:: TASK PROMPT ::
Edit the entries below by replacing every occurrence of "every instance" with "each instance" and leaving everything else unchanged.

Collected data:
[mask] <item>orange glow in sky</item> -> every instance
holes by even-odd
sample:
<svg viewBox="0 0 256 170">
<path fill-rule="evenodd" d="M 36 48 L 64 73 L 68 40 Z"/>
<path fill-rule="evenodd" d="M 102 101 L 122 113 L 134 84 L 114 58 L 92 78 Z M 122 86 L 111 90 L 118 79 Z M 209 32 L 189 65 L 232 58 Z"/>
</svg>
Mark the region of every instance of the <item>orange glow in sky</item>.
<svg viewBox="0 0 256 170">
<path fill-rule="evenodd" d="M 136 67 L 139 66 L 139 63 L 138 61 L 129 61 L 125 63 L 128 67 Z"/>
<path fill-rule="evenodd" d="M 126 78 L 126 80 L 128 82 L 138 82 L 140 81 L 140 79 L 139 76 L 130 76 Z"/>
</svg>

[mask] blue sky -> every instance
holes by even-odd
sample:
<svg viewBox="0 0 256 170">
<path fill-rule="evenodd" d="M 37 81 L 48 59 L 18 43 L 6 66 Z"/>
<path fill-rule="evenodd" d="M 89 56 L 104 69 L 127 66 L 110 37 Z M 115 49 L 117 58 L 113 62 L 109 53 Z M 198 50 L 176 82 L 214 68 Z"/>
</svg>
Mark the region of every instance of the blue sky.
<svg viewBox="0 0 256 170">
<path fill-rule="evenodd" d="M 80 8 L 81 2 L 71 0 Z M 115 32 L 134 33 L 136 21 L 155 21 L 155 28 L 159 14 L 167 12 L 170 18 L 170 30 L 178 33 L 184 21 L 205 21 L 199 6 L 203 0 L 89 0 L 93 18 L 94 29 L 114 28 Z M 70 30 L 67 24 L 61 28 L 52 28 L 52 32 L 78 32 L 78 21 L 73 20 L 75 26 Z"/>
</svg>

:: TASK SOLUTION ::
[mask] <item>orange glow in sky</item> -> each instance
holes by even-odd
sample:
<svg viewBox="0 0 256 170">
<path fill-rule="evenodd" d="M 36 48 L 64 73 L 68 40 Z"/>
<path fill-rule="evenodd" d="M 102 101 L 122 113 L 134 84 L 114 58 L 92 78 Z M 122 86 L 111 90 L 118 79 Z M 209 32 L 189 65 L 232 58 Z"/>
</svg>
Mark the region of each instance of the <item>orange glow in sky</item>.
<svg viewBox="0 0 256 170">
<path fill-rule="evenodd" d="M 136 67 L 139 66 L 139 63 L 138 61 L 129 61 L 125 63 L 128 67 Z"/>
<path fill-rule="evenodd" d="M 126 78 L 126 80 L 128 82 L 138 82 L 140 81 L 140 79 L 139 76 L 130 76 Z"/>
</svg>

[mask] blue sky -> each instance
holes by even-odd
sample:
<svg viewBox="0 0 256 170">
<path fill-rule="evenodd" d="M 37 81 L 48 59 L 18 43 L 6 66 Z"/>
<path fill-rule="evenodd" d="M 89 56 L 104 69 L 127 66 L 110 37 Z M 115 49 L 117 58 L 113 62 L 109 53 Z M 198 50 L 176 82 L 214 68 Z"/>
</svg>
Mark the region of each instance of the blue sky.
<svg viewBox="0 0 256 170">
<path fill-rule="evenodd" d="M 80 8 L 81 2 L 71 0 Z M 115 32 L 134 33 L 136 21 L 155 21 L 155 28 L 159 14 L 167 12 L 170 18 L 170 30 L 178 33 L 184 21 L 205 21 L 199 6 L 203 0 L 89 0 L 93 18 L 94 29 L 114 28 Z M 70 30 L 67 24 L 61 28 L 52 28 L 52 32 L 78 32 L 78 21 L 73 20 L 75 26 Z"/>
</svg>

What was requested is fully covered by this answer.